> _Selected excerpt_:

————

Personal information
- Nickname: Chook
- Nationality: Australia
- Born: 22 March 1920 Brisbane, Queensland, Australia
- Died: 19 September 2002 (aged 82)

Medal record
Representing Australia
Paralympic Games
Men's para archery
| Silver medal – second place | 1964 Tokyo | St. Nicholas Round open |
| Silver medal – second place | 1964 Tokyo | St. Nicholas Round Team open |
| Silver medal – second place | 1972 Heidelberg | FITA Round open |
| Bronze medal – third place | 1972 Heidelberg | FITA Round Team open |
Men's lawn bowls
| Gold medal – first place | 1984 New York / Stoke Mandeville | Pairs paraplegic |
| Gold medal – first place | 1984 New York / Stoke Mandeville | Singles paraplegic |
| Gold medal – first place | 1988 Seoul | Pairs 2–6 |
Men's para swimming
| Gold medal – first place | 1964 Tokyo | 25 m Breaststroke complete class 1 |
| Gold medal – first place | 1964 Tokyo | 25 m Freestyle Prone complete class 1 |
| Gold medal – first place | 1964 Tokyo | 25 m Freestyle Supine complete class 1 |

= Roy Fowler (Paralympian) =

Australian Paralympic competitor

Roy Fowler (22 March 1920 – 19 September 2002) was an Australian Paralympic competitor, who won ten medals at six Paralympics from 1964 to 1988.

==Personal==
Fowler was born in Brisbane. He played rugby league and competed in swimming for his school until he was twelve, when he went to the outback to work at a drover's camp during the Great Depression. At the age of fourteen, he had his first professional fight. During World War II, he was a gunner in the 2/2 Tank Attack Regiment of the Australian Army, and after the war, he toured Australia as part of a tag team professional wrestling circuit.

————

(Stored records)
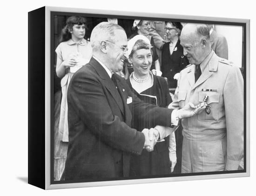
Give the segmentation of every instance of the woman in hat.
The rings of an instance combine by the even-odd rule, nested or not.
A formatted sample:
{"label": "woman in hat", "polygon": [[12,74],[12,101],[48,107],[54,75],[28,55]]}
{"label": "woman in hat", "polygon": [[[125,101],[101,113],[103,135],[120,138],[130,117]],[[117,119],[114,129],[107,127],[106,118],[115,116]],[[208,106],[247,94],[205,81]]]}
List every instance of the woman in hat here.
{"label": "woman in hat", "polygon": [[[132,27],[132,30],[135,32],[128,38],[128,40],[131,39],[137,35],[144,35],[150,40],[152,52],[152,63],[151,70],[155,75],[161,76],[162,72],[160,71],[160,64],[158,60],[158,56],[156,53],[154,40],[151,36],[149,35],[149,29],[151,28],[150,23],[150,21],[149,20],[135,20]],[[130,65],[128,66],[128,68],[130,68],[128,70],[129,73],[130,74],[133,71],[133,68],[129,65]]]}
{"label": "woman in hat", "polygon": [[[171,102],[171,98],[165,80],[154,75],[150,70],[152,62],[151,47],[149,40],[141,35],[136,35],[128,41],[128,50],[125,55],[133,65],[134,71],[127,82],[141,100],[165,107]],[[132,120],[132,126],[137,130],[151,128],[152,123],[135,118]],[[132,157],[131,176],[168,174],[173,171],[176,162],[175,128],[157,126],[155,128],[164,130],[167,137],[158,142],[152,152],[144,150],[141,155]]]}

————

> _Work to complete_:
A: Do the following statements agree with the Roy Fowler profile? For each one, answer yes or no and quote the exact words from the profile that settle it.
(i) Fowler was twelve when he went to work at a drover's camp.
(ii) During World War II, Fowler served in the navy.
(iii) Fowler had his first professional fight at fourteen.
B: According to the Roy Fowler profile, why did Fowler stop playing rugby league and swimming for his school at age twelve?

> _Results for the exercise_:
A:
(i) Yes: "until he was twelve, when he went to the outback to work at a drover's camp during the Great Depression"
(ii) No: "he was a gunner in the 2/2 Tank Attack Regiment of the Australian Army"
(iii) Yes: "At the age of fourteen, he had his first professional fight."

B: At twelve he went to the outback to work at a drover's camp during the Great Depression, so his school rugby league and swimming came to an end.